# Reading passage start
The CINO is responsible for managing the innovation process inside the organization that identifies strategies, business opportunities and new technologies and then develops new capabilities and architectures with partners, new business models and new industry structures to serve those opportunities.

CINO/CTIO does not have to report to the CEO or another C-level executive. However, for such role to succeed it requires organisational support from the highest level possible and reporting to the CEO or one of its direct reports is a common practice. CINO/CTIO is a functional title, similar to the chief information security officer. The words “chief” and “officer” are used to communicate that a person in this position is responsible for driving innovation throughout the entire organization. Using a functional “chief … officer” title helps to communicate that this is a cross-organizational position and enables this person to work across organizational silos.

The CINO/CTIO focuses on radical or breakthrough innovation. The coined term CINO/CTIO is used to differentiate the position from the chief information officer, who is responsible for the information technology and computer systems that support enterprise goals.
# Reading passage end
# Dataset section start
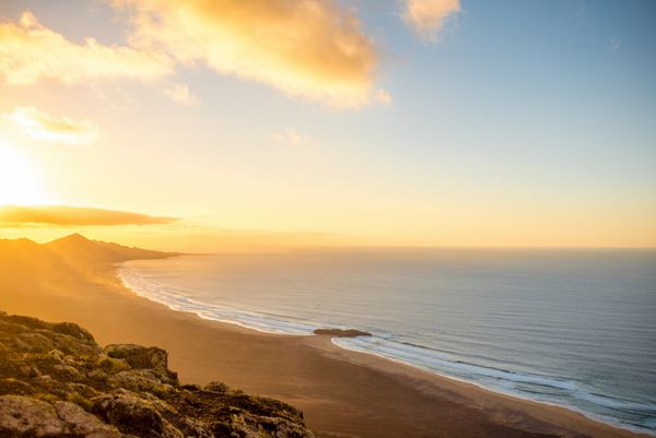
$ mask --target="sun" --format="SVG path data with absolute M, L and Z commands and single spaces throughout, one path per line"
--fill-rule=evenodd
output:
M 0 205 L 45 203 L 38 175 L 30 162 L 0 141 Z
# Dataset section end
Repeat, word for word, the passage about the chief innovation officer role, starting with "The CINO is" and going on through "serve those opportunities.".

**Response to the exercise**.
The CINO is responsible for managing the innovation process inside the organization that identifies strategies, business opportunities and new technologies and then develops new capabilities and architectures with partners, new business models and new industry structures to serve those opportunities.